_TASK TO COMPLETE_
Restate each entry below without changing a word.

DATA FOR THE TASK START

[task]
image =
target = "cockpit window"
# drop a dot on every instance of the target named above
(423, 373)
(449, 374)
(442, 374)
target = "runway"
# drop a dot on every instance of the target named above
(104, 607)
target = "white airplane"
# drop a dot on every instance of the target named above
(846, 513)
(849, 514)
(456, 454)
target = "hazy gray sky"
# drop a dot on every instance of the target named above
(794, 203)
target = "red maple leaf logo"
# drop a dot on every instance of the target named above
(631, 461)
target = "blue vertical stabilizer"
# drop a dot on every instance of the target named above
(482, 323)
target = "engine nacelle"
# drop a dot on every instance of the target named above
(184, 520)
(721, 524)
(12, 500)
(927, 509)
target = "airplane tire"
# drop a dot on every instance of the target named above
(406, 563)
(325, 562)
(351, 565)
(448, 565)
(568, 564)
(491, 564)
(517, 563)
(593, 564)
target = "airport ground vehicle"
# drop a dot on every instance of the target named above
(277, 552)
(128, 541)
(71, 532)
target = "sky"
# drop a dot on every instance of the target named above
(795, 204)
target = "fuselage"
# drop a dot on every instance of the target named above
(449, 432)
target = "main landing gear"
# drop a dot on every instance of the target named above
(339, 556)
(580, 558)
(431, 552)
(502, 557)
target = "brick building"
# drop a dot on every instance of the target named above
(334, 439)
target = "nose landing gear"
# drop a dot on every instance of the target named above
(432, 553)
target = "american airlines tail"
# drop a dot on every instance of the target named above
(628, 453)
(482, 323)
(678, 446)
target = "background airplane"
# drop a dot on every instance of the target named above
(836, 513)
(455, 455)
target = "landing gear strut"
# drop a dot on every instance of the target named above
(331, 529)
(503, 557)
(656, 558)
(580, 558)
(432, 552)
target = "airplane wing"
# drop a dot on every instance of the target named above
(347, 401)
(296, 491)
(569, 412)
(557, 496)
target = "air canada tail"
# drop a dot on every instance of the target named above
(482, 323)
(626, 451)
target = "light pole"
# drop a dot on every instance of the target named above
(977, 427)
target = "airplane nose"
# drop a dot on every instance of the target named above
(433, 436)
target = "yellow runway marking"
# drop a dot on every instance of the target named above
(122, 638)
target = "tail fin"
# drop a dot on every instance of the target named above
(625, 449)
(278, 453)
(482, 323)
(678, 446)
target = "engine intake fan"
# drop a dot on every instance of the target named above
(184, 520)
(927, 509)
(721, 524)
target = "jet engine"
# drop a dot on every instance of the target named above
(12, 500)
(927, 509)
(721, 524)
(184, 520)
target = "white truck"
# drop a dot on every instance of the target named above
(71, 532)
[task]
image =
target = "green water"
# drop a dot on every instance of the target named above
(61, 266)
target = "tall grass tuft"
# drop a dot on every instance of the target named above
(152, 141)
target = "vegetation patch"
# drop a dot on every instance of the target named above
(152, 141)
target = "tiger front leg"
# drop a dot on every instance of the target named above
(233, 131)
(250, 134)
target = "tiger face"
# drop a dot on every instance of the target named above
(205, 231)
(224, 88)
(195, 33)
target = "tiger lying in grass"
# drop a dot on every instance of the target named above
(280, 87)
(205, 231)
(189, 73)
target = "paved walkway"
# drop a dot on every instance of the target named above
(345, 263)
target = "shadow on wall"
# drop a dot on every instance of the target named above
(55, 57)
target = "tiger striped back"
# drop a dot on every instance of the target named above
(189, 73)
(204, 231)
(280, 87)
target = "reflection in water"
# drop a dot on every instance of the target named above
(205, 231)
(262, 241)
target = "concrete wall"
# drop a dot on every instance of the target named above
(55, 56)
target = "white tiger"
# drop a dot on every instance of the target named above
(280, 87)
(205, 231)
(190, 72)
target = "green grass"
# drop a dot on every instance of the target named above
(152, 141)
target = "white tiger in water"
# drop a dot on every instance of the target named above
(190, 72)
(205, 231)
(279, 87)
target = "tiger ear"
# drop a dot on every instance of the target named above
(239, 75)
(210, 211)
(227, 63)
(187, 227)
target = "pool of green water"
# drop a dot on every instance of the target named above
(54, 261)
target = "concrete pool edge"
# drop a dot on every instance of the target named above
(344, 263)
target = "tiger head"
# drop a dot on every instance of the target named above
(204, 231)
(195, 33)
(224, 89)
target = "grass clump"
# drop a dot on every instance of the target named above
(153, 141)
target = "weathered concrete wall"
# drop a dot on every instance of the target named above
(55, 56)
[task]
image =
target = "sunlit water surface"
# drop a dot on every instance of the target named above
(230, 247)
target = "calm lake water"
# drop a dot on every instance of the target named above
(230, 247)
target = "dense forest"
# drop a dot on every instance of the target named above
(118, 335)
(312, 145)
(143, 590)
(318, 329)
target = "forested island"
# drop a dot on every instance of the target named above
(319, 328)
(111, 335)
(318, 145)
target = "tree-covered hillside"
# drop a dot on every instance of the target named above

DATA FOR THE TASK END

_EXERCISE SOLUTION_
[task]
image =
target = "cockpit window"
# drop a dot on every instance of the target named above
(423, 373)
(449, 374)
(442, 374)
target = "runway"
# drop a dot on every instance of the target named above
(104, 607)
target = "white airplane"
# drop a dot on every instance of the target named above
(846, 513)
(849, 514)
(456, 454)
target = "hazy gray sky"
# drop a dot on every instance of the target named above
(794, 203)
target = "red maple leaf logo"
# drop a dot on every instance of the target named above
(631, 461)
target = "blue vertical stabilizer"
# drop a dot on every instance of the target named above
(482, 323)
target = "engine nacelle"
# drop a dot on every instance of the target named above
(184, 520)
(721, 524)
(12, 500)
(927, 509)
target = "airplane tire"
# drop a dot on every instance of the target named above
(406, 563)
(325, 562)
(351, 565)
(448, 565)
(568, 564)
(491, 564)
(517, 563)
(593, 564)
target = "airport ground vehicle"
# drop a dot on every instance of the target named above
(277, 552)
(128, 541)
(71, 532)
target = "sky"
# drop a dot on every instance of the target named above
(795, 204)
target = "fuselage"
# drop a dot on every instance of the target named above
(449, 432)
target = "main landing gear"
# drop a dot on every instance of the target named above
(339, 556)
(580, 558)
(431, 552)
(502, 557)
target = "brick building"
# drop a dot on every instance of the target named above
(334, 439)
target = "nose landing gear"
# drop a dot on every instance of the target named above
(432, 553)
target = "american airlines tail"
# drop a dot on every instance of the target named above
(628, 453)
(482, 323)
(678, 446)
target = "background airplane"
# drop a dot on every instance of the target named above
(836, 513)
(455, 455)
target = "landing gear strut"
# drop a dot on every instance of the target named above
(331, 529)
(503, 557)
(656, 558)
(580, 558)
(432, 552)
target = "airplane wing"
# drop a dot on every instance of the target named above
(347, 401)
(296, 491)
(569, 412)
(557, 496)
target = "air canada tail"
# drop a dot on every instance of the target named above
(482, 323)
(626, 451)
target = "light pole"
# drop a dot on every instance of the target named above
(977, 427)
target = "airplane nose"
# drop a dot on every instance of the target named above
(433, 436)
target = "yellow runway marking"
# drop a dot on every instance of the target named above
(122, 638)
target = "tail fin"
# drop a dot on every instance of the target named above
(625, 449)
(278, 453)
(482, 323)
(678, 446)
target = "engine intake fan"
# drop a dot on every instance of the target named above
(184, 520)
(927, 509)
(721, 524)
target = "jet engine"
# drop a dot on every instance of the target named above
(12, 500)
(927, 509)
(721, 524)
(184, 520)
target = "white truck"
# drop a dot on every instance of the target named above
(71, 532)
[task]
image =
target = "green water"
# drop a dot on every instance of the target named above
(61, 266)
target = "tall grass tuft"
# drop a dot on every instance of the target named above
(152, 141)
target = "vegetation patch"
# drop a dot on every instance of the target named above
(152, 141)
target = "tiger front leg"
# drop a dot on every instance of the target named above
(233, 131)
(250, 134)
target = "tiger face"
# drop a dot on every instance of the target named above
(205, 231)
(224, 88)
(195, 33)
target = "tiger lying in grass"
# drop a dot on every instance of the target named above
(280, 87)
(205, 231)
(189, 73)
target = "paved walkway"
# drop a dot on every instance of the target named above
(345, 263)
target = "shadow on wall"
# drop a dot on every instance of the target named above
(55, 57)
target = "tiger striped back"
# drop a dot on every instance of the target named above
(189, 73)
(204, 231)
(280, 87)
target = "reflection in water"
# drop a dot on every instance of the target named above
(205, 231)
(262, 241)
target = "concrete wall"
# drop a dot on every instance of the target named above
(55, 56)
target = "white tiger"
# drop a dot on every instance of the target named above
(280, 87)
(205, 231)
(190, 72)
target = "green grass"
# drop a dot on every instance of the target named above
(152, 141)
target = "white tiger in water"
# drop a dot on every instance of the target named above
(190, 72)
(205, 231)
(279, 87)
target = "tiger ear"
# drop a dot on every instance of the target named above
(239, 75)
(210, 211)
(227, 63)
(187, 227)
target = "pool of green water"
# drop a dot on every instance of the target named above
(54, 261)
target = "concrete pool edge"
# drop a dot on every instance of the target named above
(344, 263)
target = "tiger head"
# drop a dot on every instance of the target named above
(204, 231)
(195, 33)
(224, 89)
target = "grass clump"
# drop a dot on every instance of the target named above
(153, 141)
target = "weathered concrete wall"
# drop a dot on every instance of the target named above
(55, 56)
[task]
image =
target = "sunlit water surface"
# drop a dot on every instance of the target named above
(230, 247)
target = "calm lake water"
# drop a dot on every instance of the target named above
(230, 247)
target = "dense forest"
# drop a dot on every instance of the target named above
(118, 335)
(312, 145)
(143, 590)
(318, 329)
target = "forested island"
# drop a dot on every instance of the target named above
(319, 328)
(111, 335)
(318, 145)
target = "tree-covered hillside"
# drop a dot on every instance of the target named above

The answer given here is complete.